== Segment start ==
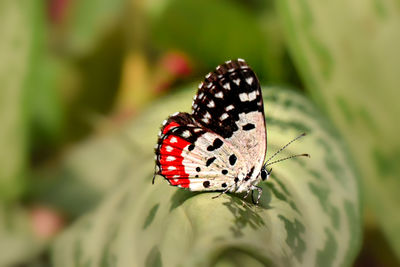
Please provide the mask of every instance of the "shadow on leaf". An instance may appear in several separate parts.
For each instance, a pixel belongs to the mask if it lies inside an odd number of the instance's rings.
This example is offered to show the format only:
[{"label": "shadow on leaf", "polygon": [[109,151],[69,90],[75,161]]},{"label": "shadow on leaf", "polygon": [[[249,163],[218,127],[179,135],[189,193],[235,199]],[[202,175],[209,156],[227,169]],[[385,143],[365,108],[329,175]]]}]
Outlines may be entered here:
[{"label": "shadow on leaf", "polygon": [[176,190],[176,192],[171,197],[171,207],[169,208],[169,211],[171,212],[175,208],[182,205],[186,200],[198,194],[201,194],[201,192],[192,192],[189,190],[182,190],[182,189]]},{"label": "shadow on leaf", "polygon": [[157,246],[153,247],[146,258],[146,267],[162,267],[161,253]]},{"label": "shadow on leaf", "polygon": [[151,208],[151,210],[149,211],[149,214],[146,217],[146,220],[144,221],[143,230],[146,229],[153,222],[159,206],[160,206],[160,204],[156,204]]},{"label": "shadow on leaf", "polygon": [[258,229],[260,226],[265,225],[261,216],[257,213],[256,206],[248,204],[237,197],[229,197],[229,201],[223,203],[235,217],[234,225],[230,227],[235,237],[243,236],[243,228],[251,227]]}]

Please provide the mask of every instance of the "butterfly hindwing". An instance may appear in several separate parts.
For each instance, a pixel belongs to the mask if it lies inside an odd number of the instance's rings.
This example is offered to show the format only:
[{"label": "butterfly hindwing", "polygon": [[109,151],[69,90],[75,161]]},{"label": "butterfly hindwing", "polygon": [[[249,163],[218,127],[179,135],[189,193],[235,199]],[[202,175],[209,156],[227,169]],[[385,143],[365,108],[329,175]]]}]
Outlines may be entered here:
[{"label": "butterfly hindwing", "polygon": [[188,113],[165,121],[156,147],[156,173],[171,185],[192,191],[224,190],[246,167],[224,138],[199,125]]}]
== Segment end ==
Activity: Return the records exactly. Don't carry the pictures over.

Answer space:
Please provide the mask of every instance of the "shadow on leaf". An instance may appear in several separate parts.
For each instance, a pixel belongs to the mask if it lies inside an odd number of the instance's rings.
This example is offered to show the format only:
[{"label": "shadow on leaf", "polygon": [[109,151],[69,90],[75,161]]},{"label": "shadow on leaf", "polygon": [[[249,163],[218,127],[179,135],[189,193],[235,199]],[[202,175],[209,156],[227,169]],[[385,143],[365,108],[329,175]]]}]
Outlines may be entered here:
[{"label": "shadow on leaf", "polygon": [[176,190],[176,192],[171,197],[171,207],[169,208],[169,211],[171,212],[175,208],[182,205],[186,200],[198,194],[201,194],[201,192],[192,192],[189,190],[182,190],[182,189]]},{"label": "shadow on leaf", "polygon": [[157,246],[153,247],[146,258],[146,267],[162,267],[161,253]]},{"label": "shadow on leaf", "polygon": [[151,208],[151,210],[149,211],[149,214],[146,217],[146,220],[144,221],[143,230],[146,229],[153,222],[159,206],[160,206],[160,204],[156,204]]},{"label": "shadow on leaf", "polygon": [[258,229],[260,226],[265,225],[261,216],[257,213],[256,206],[248,204],[237,197],[229,197],[229,201],[223,203],[235,217],[234,225],[230,227],[235,237],[243,236],[243,228],[251,227]]}]

Please provide the mask of every instance of the "butterfly hindwing". An instance may appear in several separate parts.
For each instance, a pixel belongs to the mask if it lies inside an odd number of the instance's rings.
This example is offered to show the format only:
[{"label": "butterfly hindwing", "polygon": [[109,151],[69,90],[75,161]]},{"label": "butterfly hindwing", "polygon": [[[249,163],[218,127],[179,135],[189,193],[235,199]],[[202,175],[209,156],[227,169]],[[385,143],[365,108],[329,175]]]}]
Outlines may be entered here:
[{"label": "butterfly hindwing", "polygon": [[188,113],[165,121],[156,147],[156,173],[171,185],[192,191],[224,190],[246,167],[224,138],[199,125]]}]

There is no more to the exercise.